## Extract
WH Smith has cut its annual profit outlook for the second time this year and announced plans to raise equity, as the retailer cited a decline in passenger numbers at its travel hubs due to the Middle East conflict and weakening consumer demand.
Profit Forecast Reduced
The chain, which operates shops in airports, train stations, and hospitals, now expects to report a pre-tax profit of between £75 million and £90 million for the full year, down from its previous guidance of £90 million to £105 million. The company said the revised outlook reflects the observed and anticipated decline in passenger numbers and softer consumer spending across all divisions.
Revenue Performance
In the 14 weeks to June 6, revenues from UK airport shops fell by 1% on a like-for-like basis compared to the same period last year. The company attributed this partly to flight cancellations and disruptions related to the Middle East conflict. However, revenues from hospital shops increased by 7%, and rail revenues rose by 2%, leading to overall UK sales growth of 2%.
Equity Raise Plans
WH Smith also revealed plans to raise equity by issuing up to 26 million new shares, representing about 20% of its existing share capital. A separate offer for retail investors in the UK is also planned. The company hopes the raise will strengthen its balance sheet and support investment plans. Directors, including executive chairman Leo Quinn and the finance chief, intend to participate and contribute approximately £1.73 million.

## Directions for this task
In the WH Smith article, what pre-tax profit range does the retailer now expect for the full year?

## Raw data
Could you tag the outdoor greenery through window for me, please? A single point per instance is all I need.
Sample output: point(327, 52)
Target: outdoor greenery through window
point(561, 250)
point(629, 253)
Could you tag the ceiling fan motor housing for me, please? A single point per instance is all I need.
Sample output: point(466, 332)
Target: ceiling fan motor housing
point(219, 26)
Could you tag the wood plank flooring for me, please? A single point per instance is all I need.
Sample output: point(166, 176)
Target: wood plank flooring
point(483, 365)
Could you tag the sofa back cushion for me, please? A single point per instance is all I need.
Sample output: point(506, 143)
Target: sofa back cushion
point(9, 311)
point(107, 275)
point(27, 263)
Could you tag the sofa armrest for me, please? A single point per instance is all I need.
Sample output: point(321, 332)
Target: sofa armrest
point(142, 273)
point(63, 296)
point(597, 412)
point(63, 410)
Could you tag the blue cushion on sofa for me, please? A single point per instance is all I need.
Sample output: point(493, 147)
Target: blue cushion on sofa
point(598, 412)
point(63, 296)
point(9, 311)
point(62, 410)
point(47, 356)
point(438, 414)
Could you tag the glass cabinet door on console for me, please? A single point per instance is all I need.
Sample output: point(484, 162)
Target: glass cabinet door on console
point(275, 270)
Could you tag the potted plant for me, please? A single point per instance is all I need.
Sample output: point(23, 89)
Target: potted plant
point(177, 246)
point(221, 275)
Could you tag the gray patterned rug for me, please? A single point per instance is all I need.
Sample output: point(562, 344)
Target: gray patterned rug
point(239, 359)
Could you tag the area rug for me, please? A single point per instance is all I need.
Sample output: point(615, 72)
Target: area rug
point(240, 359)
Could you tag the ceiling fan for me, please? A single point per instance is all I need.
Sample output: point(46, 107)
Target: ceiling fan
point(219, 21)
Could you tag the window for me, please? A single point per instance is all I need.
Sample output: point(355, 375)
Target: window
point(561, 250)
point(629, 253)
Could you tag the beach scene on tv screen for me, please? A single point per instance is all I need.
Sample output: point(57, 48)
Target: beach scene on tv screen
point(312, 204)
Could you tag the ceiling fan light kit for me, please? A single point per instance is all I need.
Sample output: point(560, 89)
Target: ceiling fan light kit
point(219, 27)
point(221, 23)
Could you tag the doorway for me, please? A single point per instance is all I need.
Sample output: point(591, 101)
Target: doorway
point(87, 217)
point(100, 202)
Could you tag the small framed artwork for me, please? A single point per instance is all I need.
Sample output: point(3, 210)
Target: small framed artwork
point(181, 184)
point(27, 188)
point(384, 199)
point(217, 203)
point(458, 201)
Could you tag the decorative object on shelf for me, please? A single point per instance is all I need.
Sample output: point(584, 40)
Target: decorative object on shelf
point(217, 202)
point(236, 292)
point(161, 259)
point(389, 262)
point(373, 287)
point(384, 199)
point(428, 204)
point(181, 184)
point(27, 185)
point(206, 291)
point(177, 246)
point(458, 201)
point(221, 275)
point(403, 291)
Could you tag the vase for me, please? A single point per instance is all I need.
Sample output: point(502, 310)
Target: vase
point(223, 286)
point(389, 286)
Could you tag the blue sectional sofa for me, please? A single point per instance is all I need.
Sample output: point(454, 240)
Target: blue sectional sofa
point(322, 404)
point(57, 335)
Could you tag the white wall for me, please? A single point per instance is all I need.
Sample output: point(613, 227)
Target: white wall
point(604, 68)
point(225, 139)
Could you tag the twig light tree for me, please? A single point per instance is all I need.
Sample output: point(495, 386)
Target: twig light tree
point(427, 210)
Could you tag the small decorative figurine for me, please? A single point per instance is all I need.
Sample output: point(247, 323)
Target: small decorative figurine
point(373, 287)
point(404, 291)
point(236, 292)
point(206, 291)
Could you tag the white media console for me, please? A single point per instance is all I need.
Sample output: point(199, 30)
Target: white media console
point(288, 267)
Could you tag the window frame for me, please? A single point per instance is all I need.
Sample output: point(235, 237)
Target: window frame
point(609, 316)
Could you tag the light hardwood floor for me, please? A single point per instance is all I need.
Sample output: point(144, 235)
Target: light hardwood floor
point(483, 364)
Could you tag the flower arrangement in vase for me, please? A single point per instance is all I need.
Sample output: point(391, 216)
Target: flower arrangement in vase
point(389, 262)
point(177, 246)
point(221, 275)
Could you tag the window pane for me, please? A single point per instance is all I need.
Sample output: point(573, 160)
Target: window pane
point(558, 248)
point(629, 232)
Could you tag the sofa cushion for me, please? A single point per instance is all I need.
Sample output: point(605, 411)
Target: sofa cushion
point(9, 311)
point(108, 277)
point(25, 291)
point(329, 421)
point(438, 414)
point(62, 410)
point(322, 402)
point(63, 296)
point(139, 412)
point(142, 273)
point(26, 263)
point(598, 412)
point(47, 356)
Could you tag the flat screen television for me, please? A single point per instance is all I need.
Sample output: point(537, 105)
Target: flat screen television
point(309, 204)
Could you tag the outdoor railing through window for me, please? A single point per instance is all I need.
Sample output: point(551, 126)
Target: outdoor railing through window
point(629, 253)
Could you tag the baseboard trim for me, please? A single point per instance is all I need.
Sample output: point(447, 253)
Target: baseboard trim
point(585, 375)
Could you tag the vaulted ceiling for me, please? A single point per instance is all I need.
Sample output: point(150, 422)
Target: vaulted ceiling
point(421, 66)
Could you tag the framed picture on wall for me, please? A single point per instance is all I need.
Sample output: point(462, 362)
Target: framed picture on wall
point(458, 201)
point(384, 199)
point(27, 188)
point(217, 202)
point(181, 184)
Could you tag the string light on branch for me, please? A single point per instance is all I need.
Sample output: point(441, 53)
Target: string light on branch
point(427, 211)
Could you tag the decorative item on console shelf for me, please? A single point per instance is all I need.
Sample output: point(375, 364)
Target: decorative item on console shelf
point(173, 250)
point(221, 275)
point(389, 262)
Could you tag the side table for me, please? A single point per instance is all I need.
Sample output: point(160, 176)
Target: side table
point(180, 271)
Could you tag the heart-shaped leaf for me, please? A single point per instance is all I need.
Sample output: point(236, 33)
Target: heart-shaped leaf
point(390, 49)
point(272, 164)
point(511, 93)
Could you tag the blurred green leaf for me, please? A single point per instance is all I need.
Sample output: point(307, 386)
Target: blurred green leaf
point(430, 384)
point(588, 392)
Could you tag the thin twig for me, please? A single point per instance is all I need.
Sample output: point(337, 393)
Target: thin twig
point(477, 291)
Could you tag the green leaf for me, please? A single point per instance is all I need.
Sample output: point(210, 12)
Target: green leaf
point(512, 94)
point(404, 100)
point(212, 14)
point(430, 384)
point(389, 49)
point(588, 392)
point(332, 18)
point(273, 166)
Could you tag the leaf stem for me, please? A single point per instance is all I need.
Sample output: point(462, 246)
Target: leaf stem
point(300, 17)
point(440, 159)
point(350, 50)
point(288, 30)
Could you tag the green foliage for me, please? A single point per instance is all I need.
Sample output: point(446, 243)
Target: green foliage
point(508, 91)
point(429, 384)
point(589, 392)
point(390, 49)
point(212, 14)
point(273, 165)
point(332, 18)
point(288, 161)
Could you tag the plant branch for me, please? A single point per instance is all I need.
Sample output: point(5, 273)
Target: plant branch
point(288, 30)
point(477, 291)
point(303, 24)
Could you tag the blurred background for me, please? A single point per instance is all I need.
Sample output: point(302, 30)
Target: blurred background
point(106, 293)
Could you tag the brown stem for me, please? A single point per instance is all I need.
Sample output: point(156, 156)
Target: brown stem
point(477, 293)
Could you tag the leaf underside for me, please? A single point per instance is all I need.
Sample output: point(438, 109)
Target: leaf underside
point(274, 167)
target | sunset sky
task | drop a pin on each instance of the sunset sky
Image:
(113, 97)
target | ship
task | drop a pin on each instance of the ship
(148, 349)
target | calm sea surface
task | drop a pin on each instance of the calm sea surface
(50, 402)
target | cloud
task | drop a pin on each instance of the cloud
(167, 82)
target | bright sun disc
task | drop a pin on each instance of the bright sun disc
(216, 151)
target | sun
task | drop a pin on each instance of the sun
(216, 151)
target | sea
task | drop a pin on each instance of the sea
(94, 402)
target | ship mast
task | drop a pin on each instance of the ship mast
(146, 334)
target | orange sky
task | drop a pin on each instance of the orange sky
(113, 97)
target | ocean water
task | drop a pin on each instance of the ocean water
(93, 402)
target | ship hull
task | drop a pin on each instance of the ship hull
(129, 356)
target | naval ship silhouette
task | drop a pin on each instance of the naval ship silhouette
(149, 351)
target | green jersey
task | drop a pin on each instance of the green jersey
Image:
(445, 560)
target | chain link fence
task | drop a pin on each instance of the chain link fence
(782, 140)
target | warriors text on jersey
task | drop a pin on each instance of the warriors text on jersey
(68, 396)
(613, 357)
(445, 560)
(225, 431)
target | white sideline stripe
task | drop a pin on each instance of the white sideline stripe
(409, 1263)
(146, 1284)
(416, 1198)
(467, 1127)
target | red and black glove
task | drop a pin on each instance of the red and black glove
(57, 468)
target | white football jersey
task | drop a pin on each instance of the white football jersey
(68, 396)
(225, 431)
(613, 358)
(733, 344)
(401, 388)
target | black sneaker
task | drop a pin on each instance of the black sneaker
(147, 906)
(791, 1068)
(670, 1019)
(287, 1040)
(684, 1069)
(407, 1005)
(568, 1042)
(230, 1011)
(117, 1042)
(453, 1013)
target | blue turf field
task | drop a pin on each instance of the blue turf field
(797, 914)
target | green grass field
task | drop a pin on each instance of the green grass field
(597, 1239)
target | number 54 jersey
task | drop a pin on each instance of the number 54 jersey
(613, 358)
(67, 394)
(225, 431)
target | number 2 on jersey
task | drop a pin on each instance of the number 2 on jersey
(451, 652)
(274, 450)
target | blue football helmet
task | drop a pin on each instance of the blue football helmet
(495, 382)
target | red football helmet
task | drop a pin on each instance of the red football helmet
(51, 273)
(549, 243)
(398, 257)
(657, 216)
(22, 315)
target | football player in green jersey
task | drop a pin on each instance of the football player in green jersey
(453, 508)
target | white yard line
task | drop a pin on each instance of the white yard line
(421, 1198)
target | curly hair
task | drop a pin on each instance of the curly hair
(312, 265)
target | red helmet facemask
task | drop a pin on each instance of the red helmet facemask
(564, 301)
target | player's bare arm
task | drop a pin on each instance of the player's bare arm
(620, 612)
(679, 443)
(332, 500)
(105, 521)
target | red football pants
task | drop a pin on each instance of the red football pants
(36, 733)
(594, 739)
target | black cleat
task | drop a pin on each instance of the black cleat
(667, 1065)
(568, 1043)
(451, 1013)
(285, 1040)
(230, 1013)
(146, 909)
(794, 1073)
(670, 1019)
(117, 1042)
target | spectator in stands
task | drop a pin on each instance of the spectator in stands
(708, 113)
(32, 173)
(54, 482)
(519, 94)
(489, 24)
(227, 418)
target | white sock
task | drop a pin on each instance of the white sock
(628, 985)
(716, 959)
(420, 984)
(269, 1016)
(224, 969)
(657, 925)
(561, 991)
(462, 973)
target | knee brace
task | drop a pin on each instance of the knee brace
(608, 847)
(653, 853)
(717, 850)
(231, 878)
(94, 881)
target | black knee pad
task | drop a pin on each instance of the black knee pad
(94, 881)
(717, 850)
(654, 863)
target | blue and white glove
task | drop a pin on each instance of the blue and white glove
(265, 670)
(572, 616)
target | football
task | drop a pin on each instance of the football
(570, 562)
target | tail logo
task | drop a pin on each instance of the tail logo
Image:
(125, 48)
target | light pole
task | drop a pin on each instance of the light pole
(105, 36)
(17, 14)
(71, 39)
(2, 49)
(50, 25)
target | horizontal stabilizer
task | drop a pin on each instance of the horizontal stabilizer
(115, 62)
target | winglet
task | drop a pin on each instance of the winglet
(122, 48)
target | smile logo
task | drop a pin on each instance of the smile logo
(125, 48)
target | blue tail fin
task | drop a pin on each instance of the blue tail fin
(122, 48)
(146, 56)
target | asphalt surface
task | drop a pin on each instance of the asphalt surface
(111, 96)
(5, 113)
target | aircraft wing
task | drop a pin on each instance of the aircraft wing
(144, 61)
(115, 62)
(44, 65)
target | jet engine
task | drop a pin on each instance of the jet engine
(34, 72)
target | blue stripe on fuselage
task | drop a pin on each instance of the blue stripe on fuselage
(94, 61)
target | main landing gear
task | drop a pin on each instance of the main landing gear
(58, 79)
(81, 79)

## Answer box
Between £75 million and £90 million.